### Exercise requirements
Collect every line of the records below that contains the word "siding" and copy each one in full.

### Information shown
^^^^

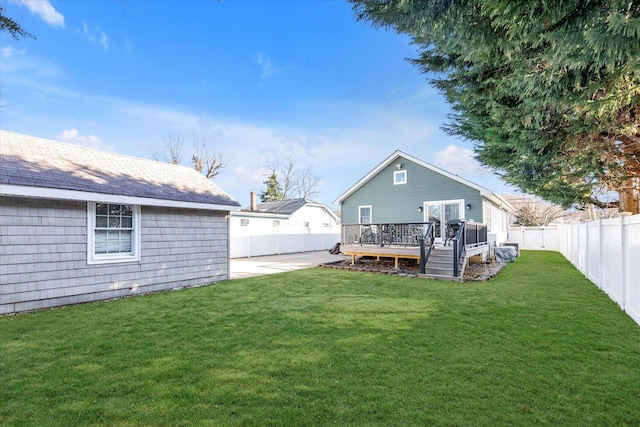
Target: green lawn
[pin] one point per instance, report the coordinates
(538, 345)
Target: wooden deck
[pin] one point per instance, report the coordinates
(395, 252)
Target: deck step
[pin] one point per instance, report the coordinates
(440, 277)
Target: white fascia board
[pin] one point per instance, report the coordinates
(83, 196)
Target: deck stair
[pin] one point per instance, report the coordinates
(440, 264)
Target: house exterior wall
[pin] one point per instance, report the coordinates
(399, 203)
(43, 252)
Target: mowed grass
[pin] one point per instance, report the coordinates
(538, 345)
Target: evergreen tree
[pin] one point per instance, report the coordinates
(273, 191)
(550, 91)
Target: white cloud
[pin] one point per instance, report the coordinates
(45, 11)
(265, 63)
(128, 46)
(72, 136)
(104, 41)
(457, 160)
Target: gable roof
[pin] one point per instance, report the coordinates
(282, 206)
(486, 193)
(290, 206)
(31, 166)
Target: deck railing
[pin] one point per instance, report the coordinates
(475, 234)
(399, 234)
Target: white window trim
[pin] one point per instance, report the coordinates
(370, 213)
(93, 258)
(396, 173)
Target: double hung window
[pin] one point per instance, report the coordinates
(114, 233)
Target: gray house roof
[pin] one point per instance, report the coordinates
(486, 193)
(76, 172)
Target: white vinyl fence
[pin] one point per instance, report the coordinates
(607, 251)
(536, 238)
(285, 240)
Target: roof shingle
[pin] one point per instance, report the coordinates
(37, 162)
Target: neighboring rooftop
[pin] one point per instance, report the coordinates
(35, 162)
(284, 206)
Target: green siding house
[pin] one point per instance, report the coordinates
(405, 189)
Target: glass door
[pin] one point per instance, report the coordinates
(434, 214)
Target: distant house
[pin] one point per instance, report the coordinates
(405, 200)
(284, 226)
(404, 188)
(80, 225)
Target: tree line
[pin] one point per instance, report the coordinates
(548, 91)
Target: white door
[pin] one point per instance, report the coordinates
(442, 211)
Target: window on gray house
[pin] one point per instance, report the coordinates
(399, 177)
(364, 214)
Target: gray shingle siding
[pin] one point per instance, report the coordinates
(43, 251)
(399, 203)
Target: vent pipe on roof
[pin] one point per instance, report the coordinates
(253, 204)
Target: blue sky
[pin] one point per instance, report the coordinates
(261, 80)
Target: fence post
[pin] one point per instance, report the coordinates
(600, 253)
(422, 257)
(623, 265)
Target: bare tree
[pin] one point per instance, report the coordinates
(171, 150)
(206, 159)
(307, 183)
(532, 211)
(295, 182)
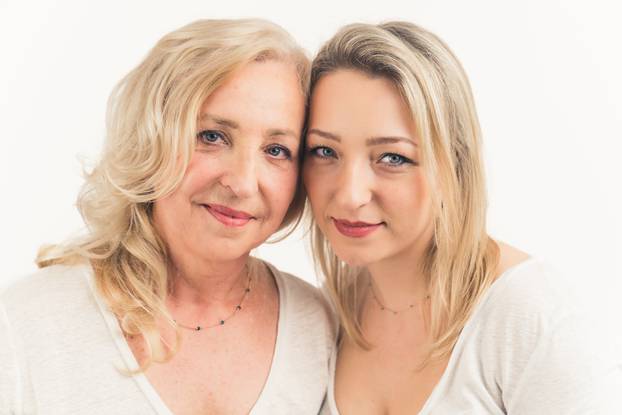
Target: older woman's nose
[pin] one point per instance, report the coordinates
(354, 187)
(241, 176)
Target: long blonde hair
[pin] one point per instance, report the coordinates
(460, 260)
(150, 138)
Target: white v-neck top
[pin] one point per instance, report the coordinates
(528, 349)
(61, 349)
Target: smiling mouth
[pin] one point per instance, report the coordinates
(227, 216)
(355, 229)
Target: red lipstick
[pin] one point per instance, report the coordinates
(355, 229)
(228, 216)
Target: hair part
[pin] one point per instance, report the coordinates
(150, 137)
(461, 259)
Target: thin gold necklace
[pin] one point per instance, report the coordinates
(222, 321)
(394, 311)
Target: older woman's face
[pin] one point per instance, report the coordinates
(368, 194)
(242, 176)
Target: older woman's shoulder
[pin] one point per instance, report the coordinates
(46, 290)
(304, 303)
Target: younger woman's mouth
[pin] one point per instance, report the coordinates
(355, 229)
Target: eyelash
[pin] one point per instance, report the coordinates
(202, 136)
(402, 160)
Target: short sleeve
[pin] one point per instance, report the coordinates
(573, 369)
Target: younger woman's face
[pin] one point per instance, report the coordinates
(368, 194)
(242, 176)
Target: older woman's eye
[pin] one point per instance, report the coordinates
(394, 160)
(211, 136)
(279, 152)
(322, 152)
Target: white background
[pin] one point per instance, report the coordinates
(546, 77)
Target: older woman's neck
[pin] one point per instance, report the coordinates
(199, 281)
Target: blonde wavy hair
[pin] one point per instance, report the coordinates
(460, 261)
(150, 138)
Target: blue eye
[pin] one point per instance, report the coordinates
(210, 136)
(279, 152)
(322, 152)
(394, 160)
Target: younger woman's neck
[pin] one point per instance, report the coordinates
(398, 282)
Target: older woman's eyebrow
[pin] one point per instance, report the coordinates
(373, 141)
(272, 132)
(220, 121)
(324, 134)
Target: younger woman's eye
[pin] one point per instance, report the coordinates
(322, 152)
(394, 160)
(211, 136)
(279, 152)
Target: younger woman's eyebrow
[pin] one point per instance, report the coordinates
(220, 121)
(373, 141)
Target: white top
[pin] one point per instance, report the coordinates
(61, 349)
(527, 349)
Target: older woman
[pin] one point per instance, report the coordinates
(437, 317)
(160, 308)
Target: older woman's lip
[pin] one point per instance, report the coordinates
(228, 216)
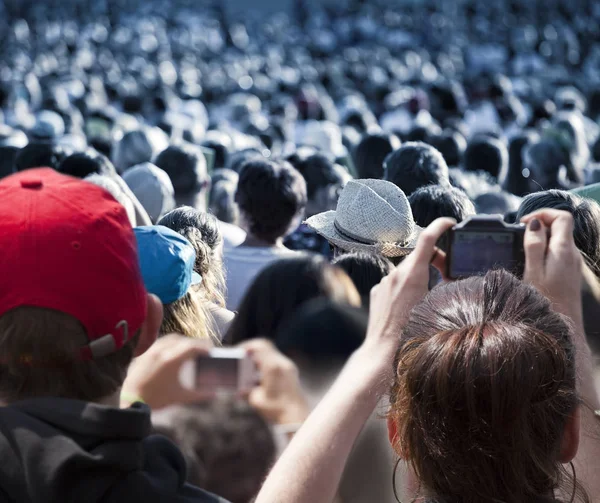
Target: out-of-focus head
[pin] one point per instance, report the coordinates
(486, 154)
(271, 197)
(496, 368)
(433, 201)
(586, 215)
(202, 231)
(153, 188)
(366, 270)
(228, 447)
(416, 165)
(186, 166)
(281, 288)
(370, 154)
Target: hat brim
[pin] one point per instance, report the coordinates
(323, 224)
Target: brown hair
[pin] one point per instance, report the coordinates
(39, 349)
(484, 385)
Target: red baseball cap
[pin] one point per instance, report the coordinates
(67, 245)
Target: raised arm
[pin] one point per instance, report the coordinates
(311, 467)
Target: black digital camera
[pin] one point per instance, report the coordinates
(483, 243)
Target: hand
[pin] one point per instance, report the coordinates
(279, 397)
(552, 261)
(154, 376)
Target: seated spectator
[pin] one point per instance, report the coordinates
(221, 440)
(83, 164)
(153, 189)
(416, 165)
(365, 270)
(66, 350)
(186, 167)
(279, 289)
(370, 154)
(487, 154)
(373, 216)
(433, 201)
(271, 197)
(202, 231)
(167, 263)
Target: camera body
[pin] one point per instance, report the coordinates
(222, 370)
(483, 243)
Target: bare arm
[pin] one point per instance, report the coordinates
(311, 467)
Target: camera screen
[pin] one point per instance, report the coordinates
(476, 253)
(217, 374)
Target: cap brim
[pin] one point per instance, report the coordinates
(323, 224)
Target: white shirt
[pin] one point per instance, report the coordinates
(243, 264)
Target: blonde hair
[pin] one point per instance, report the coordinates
(40, 349)
(188, 316)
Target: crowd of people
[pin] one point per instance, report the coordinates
(177, 180)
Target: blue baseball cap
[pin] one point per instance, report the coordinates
(167, 262)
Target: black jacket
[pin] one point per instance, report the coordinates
(57, 450)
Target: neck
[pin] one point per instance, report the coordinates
(256, 242)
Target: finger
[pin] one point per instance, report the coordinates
(429, 237)
(536, 246)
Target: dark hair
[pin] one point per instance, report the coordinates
(228, 447)
(586, 216)
(320, 330)
(416, 165)
(452, 145)
(270, 195)
(486, 154)
(202, 231)
(484, 385)
(366, 270)
(281, 288)
(515, 181)
(8, 156)
(433, 201)
(186, 166)
(39, 155)
(369, 154)
(82, 164)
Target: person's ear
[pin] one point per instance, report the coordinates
(151, 327)
(570, 439)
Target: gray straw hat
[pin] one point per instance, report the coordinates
(372, 216)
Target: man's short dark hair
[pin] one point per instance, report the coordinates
(270, 195)
(416, 165)
(432, 202)
(186, 166)
(485, 153)
(370, 153)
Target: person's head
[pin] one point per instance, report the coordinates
(433, 201)
(271, 197)
(281, 288)
(324, 181)
(366, 270)
(153, 189)
(322, 331)
(484, 405)
(452, 146)
(57, 338)
(202, 231)
(186, 166)
(82, 164)
(135, 147)
(167, 264)
(228, 447)
(416, 165)
(586, 216)
(369, 154)
(38, 155)
(485, 153)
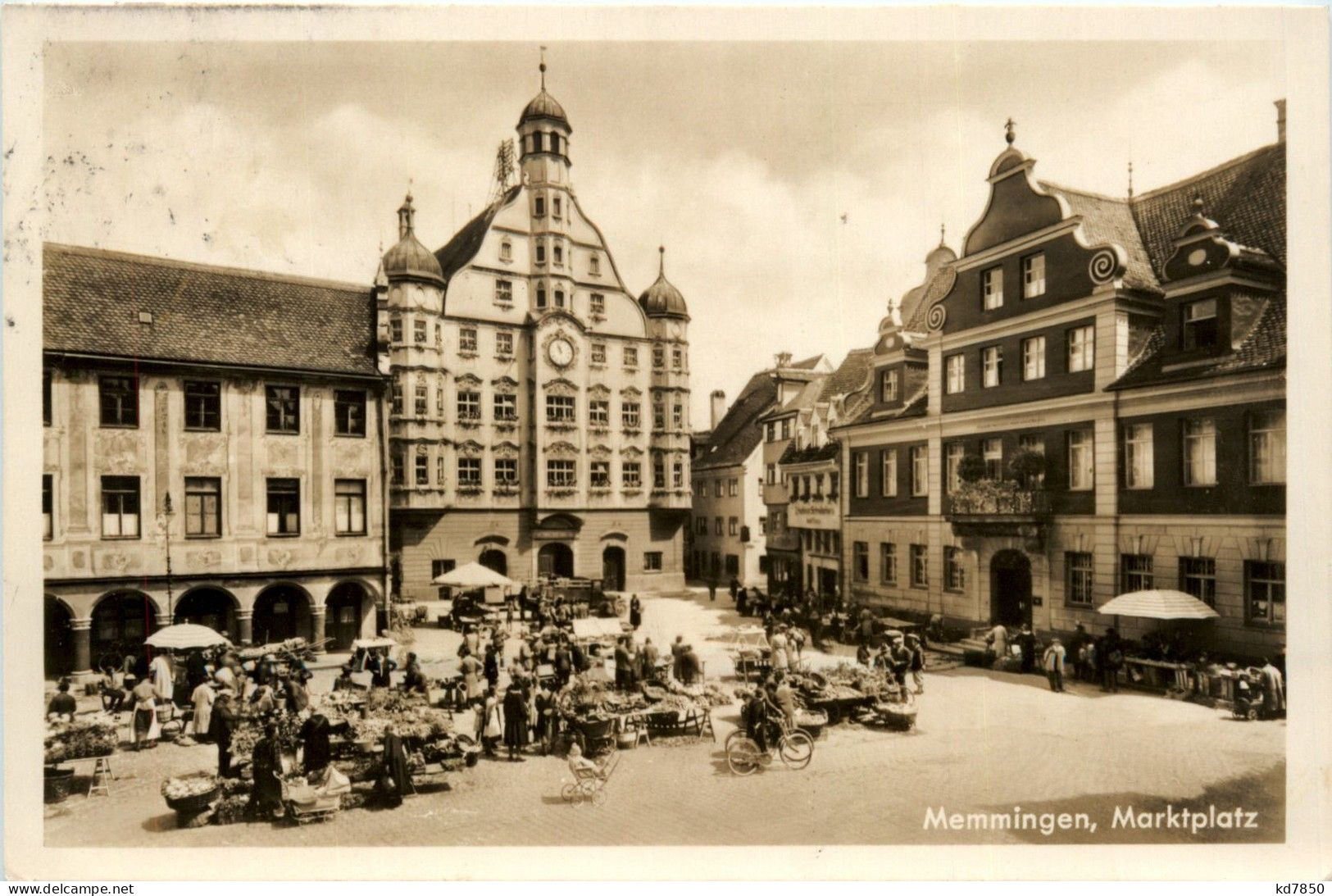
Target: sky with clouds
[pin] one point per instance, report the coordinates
(795, 185)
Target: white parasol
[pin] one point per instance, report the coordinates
(1157, 605)
(473, 575)
(187, 635)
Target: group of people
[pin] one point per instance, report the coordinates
(903, 654)
(771, 708)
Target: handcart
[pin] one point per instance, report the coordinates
(305, 803)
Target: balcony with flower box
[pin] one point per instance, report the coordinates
(999, 507)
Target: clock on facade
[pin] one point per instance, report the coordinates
(561, 353)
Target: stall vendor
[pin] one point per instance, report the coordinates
(147, 730)
(63, 703)
(266, 765)
(315, 736)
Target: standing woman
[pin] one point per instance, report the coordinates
(145, 715)
(492, 725)
(516, 716)
(492, 667)
(202, 699)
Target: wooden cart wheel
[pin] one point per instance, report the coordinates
(797, 750)
(743, 757)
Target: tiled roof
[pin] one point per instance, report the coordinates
(1263, 349)
(739, 433)
(466, 243)
(1110, 220)
(848, 377)
(1246, 196)
(809, 456)
(92, 300)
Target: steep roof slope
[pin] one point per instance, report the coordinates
(92, 300)
(739, 433)
(1246, 196)
(466, 243)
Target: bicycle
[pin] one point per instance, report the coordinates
(793, 747)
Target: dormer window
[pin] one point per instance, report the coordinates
(889, 385)
(1200, 324)
(1034, 275)
(991, 288)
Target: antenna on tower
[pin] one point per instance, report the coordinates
(505, 166)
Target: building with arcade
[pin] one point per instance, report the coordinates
(212, 453)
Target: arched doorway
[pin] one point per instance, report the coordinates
(493, 558)
(120, 622)
(281, 612)
(211, 607)
(556, 559)
(59, 639)
(1010, 588)
(613, 567)
(343, 616)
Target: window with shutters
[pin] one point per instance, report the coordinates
(202, 507)
(284, 506)
(204, 407)
(119, 398)
(349, 506)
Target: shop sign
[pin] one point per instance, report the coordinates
(813, 514)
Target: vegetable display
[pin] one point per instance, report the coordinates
(80, 739)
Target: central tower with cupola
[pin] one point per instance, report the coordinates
(543, 430)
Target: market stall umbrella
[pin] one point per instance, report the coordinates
(473, 575)
(187, 635)
(1157, 603)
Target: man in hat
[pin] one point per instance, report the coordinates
(1052, 661)
(221, 727)
(916, 651)
(1274, 689)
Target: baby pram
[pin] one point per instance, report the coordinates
(590, 786)
(315, 799)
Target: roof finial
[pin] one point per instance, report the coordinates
(405, 216)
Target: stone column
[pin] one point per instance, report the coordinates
(83, 646)
(317, 612)
(245, 625)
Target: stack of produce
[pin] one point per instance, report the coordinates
(193, 798)
(80, 739)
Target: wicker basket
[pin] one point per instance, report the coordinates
(195, 804)
(57, 783)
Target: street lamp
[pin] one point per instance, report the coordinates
(164, 524)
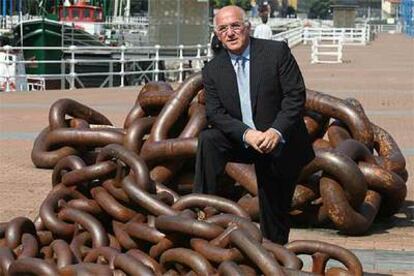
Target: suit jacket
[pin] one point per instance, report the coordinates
(277, 94)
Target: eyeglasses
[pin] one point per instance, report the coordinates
(236, 27)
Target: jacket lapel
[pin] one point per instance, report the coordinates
(255, 71)
(229, 80)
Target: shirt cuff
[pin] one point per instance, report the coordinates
(282, 140)
(244, 136)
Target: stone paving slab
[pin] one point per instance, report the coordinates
(379, 75)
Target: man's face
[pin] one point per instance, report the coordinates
(232, 31)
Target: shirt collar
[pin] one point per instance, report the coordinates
(245, 54)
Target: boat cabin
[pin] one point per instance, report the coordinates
(80, 12)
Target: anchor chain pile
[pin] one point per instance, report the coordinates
(121, 199)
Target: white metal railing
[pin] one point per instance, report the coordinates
(124, 57)
(293, 37)
(326, 50)
(349, 36)
(386, 28)
(143, 63)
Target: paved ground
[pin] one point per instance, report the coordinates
(380, 76)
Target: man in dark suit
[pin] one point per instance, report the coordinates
(255, 98)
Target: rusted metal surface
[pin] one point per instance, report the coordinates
(120, 199)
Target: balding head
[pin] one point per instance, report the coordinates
(232, 28)
(239, 12)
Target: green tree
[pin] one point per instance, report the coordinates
(320, 9)
(217, 4)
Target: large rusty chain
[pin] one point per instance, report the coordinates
(121, 198)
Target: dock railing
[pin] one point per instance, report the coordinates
(349, 36)
(127, 65)
(140, 64)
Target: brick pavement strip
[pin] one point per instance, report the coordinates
(379, 75)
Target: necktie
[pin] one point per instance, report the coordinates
(243, 83)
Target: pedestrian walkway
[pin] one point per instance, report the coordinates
(380, 76)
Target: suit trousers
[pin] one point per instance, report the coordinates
(276, 183)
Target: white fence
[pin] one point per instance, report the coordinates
(140, 63)
(132, 65)
(326, 50)
(349, 36)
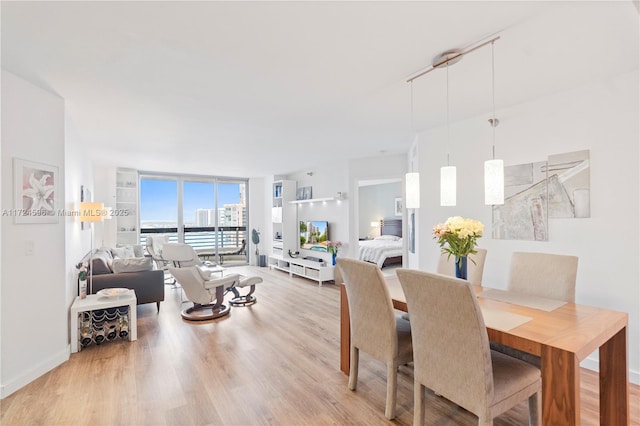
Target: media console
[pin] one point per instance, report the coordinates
(310, 269)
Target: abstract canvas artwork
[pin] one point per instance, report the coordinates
(35, 192)
(523, 216)
(569, 185)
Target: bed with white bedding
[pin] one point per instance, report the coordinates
(385, 249)
(380, 249)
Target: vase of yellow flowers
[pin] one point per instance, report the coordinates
(458, 237)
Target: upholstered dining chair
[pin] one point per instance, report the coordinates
(375, 328)
(452, 356)
(475, 265)
(540, 274)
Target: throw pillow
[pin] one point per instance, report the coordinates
(134, 264)
(138, 249)
(100, 262)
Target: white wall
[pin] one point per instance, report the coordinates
(376, 202)
(78, 172)
(601, 117)
(34, 326)
(259, 196)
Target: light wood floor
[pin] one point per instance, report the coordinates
(275, 363)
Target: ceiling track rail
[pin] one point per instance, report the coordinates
(450, 58)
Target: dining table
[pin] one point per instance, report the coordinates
(561, 334)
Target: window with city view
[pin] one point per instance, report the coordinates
(208, 214)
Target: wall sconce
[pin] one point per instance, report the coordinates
(89, 213)
(412, 188)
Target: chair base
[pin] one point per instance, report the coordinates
(243, 300)
(199, 312)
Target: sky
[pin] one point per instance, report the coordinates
(158, 199)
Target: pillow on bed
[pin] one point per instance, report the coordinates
(388, 237)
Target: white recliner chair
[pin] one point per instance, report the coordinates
(206, 292)
(183, 255)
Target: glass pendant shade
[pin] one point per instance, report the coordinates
(448, 186)
(412, 187)
(493, 182)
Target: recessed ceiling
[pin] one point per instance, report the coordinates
(258, 88)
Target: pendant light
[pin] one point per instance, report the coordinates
(493, 169)
(448, 173)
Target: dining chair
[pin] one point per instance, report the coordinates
(375, 327)
(475, 265)
(452, 356)
(540, 274)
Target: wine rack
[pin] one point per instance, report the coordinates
(96, 319)
(103, 325)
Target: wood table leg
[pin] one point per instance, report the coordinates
(614, 383)
(560, 387)
(345, 331)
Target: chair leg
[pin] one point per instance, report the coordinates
(535, 408)
(418, 404)
(392, 389)
(353, 372)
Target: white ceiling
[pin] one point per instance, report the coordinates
(258, 88)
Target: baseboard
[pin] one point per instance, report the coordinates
(593, 364)
(30, 375)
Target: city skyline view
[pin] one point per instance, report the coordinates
(159, 200)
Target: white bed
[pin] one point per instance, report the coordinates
(380, 249)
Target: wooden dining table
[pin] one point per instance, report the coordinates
(561, 338)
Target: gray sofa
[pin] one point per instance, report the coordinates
(118, 268)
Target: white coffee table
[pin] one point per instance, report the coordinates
(95, 302)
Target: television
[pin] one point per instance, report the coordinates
(314, 235)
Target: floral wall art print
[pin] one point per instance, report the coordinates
(569, 185)
(35, 192)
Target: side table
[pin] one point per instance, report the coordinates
(95, 302)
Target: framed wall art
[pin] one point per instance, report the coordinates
(36, 196)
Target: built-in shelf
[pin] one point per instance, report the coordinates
(313, 200)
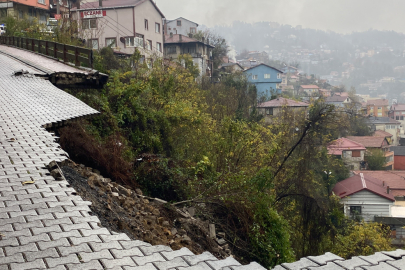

^^^^

### Solution
Target: green siding house
Target: gray shingle siding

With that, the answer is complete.